Selected passage:

The Jakarta provincial government, like all other provincial governments in Indonesia, relies on transfers from the central government for the bulk of budget income. Local (non-central government) sources of revenue are incomes from various taxes such as vehicle ownership and vehicle transfer fees and so on.[48]

In recent years, the Jakarta provincial government has consistently run a surplus of between 15–20% of total planned spending, largely because of delays in procurement procedures and other inefficiencies in the spending process.[49] Regular underspending is a matter of frequent public comment but the legal and administrative blockages that cause the underspending problem seem very difficult to overcome.[50]

Jakarta city finances: 2007 – 2012 (Rp trillion)
Year Revenue Expenditure
2007 Actual 18.7 18.7
2008 Actual 32.9 16.4
2009 Actual 23.7 19.6
2010 Actual 26.8 21.6
2011 Actual 31.8 31.7
2012 Actual 41.4 41.4

Indonesian Statistics Bureau: Jakarta in Figures[51]

Geography and climate


Ancol beach

Jakarta is located on the northwest coast of Java, at the mouth of the Ciliwung River on Jakarta Bay, which is an inlet of the Java Sea. It is one of the only two Asian capital cities which located on southern hemisphere (another one is Dili, capital of Timor Leste). Officially, the area of the Jakarta Special District is 662 km2 (256 sq mi) of land area and 6,977 km2 (2,694 sq mi) of sea area.[52] The Thousand Islands, which are administratively a part of Jakarta, are located in Jakarta Bay, north of the city.

Jakarta lies in a low, flat basin, ranged from −2 to 50 metres (−7 to 164 ft) with average elevation 8 metres (26 ft) above sea level;[53] [54] 40% of Jakarta, particularly the northern areas, is below sea level,[55] while the southern parts are comparatively hilly. Rivers flow from the Puncak highlands to the south of the city, across the city northwards towards the Java Sea; the most important is the Ciliwung River, which divides the city into the western and eastern principalities. Other rivers include the Pesanggrahan, and Sunter.

Dataset:
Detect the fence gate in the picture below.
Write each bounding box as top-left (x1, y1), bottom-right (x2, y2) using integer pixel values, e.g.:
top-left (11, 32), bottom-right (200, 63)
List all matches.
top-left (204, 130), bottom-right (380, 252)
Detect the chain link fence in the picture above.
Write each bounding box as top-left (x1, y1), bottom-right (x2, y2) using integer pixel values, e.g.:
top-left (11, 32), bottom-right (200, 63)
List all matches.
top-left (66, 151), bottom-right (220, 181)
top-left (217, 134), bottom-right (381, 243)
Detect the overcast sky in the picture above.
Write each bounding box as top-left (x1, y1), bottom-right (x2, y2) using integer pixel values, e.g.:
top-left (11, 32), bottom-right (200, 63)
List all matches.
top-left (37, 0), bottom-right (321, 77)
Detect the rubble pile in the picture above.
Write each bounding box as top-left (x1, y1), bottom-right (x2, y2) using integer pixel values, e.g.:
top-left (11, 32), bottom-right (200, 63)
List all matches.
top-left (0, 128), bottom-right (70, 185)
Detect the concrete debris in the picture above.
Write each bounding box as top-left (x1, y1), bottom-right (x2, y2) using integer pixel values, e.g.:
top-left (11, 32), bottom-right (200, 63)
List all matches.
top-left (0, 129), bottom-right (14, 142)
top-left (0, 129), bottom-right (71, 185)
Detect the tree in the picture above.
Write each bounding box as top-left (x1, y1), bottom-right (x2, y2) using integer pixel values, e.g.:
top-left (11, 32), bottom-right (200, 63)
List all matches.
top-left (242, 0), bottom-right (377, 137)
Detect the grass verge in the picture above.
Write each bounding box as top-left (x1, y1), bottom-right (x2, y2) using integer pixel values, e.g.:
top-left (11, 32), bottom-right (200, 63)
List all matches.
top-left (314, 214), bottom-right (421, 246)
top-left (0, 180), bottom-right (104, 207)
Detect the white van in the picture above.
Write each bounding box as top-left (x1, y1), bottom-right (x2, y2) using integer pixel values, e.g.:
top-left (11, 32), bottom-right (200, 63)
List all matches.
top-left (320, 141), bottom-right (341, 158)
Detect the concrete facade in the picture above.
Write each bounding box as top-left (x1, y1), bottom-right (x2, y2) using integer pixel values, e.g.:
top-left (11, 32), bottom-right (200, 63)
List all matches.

Stated problem 1:
In the Jakarta passage, what share of the city lies below sea level?
Stated problem 2:
Edit the Jakarta passage by writing out everything from "Ancol beach" down to "of the city.", with "Jakarta Bay" swapped for "the bay".
Stated problem 3:
Carry the Jakarta passage forward from its final sentence.

Expected answer 1:
40% of Jakarta, particularly the northern areas, is below sea level.

Expected answer 2:
Ancol beach

Jakarta is located on the northwest coast of Java, at the mouth of the Ciliwung River on the bay, which is an inlet of the Java Sea. It is one of the only two Asian capital cities which located on southern hemisphere (another one is Dili, capital of Timor Leste). Officially, the area of the Jakarta Special District is 662 km2 (256 sq mi) of land area and 6,977 km2 (2,694 sq mi) of sea area.[52] The Thousand Islands, which are administratively a part of Jakarta, are located in the bay, north of the city.

Expected answer 3:
All these rivers, combined with the wet season rains and insufficient drainage due to clogging, make Jakarta prone to flooding. Moreover, Jakarta is sinking about 5 to 10 centimetres each year, even up to 20 centimetres in the northern coastal areas. To help cope with the threat from the sea, the Netherlands will give $4 million for a feasibility study to build a dike around Jakarta Bay. The ring dike will be equipped with a pumping system and retention areas to defend against seawater. Additionally, the dike will function as a toll road. The project will be built by 2025.[56] In January 2014, Central Government agreed to build 2 dams in Ciawi, Bogor and a 1.2 kilometres tunnel from Ciliwung River to Cisadane River to ease Jakarta floods. Construction costs will be paid by Central Government, but land acquisitions is responsibility of Jakarta Authority.[57] Nowadays, an 1.27 kilometre with capacity 60 cubic meters per second underground water tunnel between Ciliwung River and East Flood Canal is being worked to ease Ciliwung River overflows.[58]


Jakarta has a tropical monsoon climate (Am) according to the Köppen climate classification system. Despite being located relatively close to the equator, the city has distinct wet and dry seasons. The wet season in Jakarta covers the majority of the year, running from October through May. The remaining four months (June through September) constitute the city's dry season (each of these 4 months has an average monthly rainfall of less than 100 millimetres (3.9 in)). Located in the western part of Java, Jakarta's wet season rainfall peak is January and February with average monthly rainfall of 299.7 millimetres (11.80 in), and its dry season low point is August with a monthly average of 43.2 mm (1.70 in).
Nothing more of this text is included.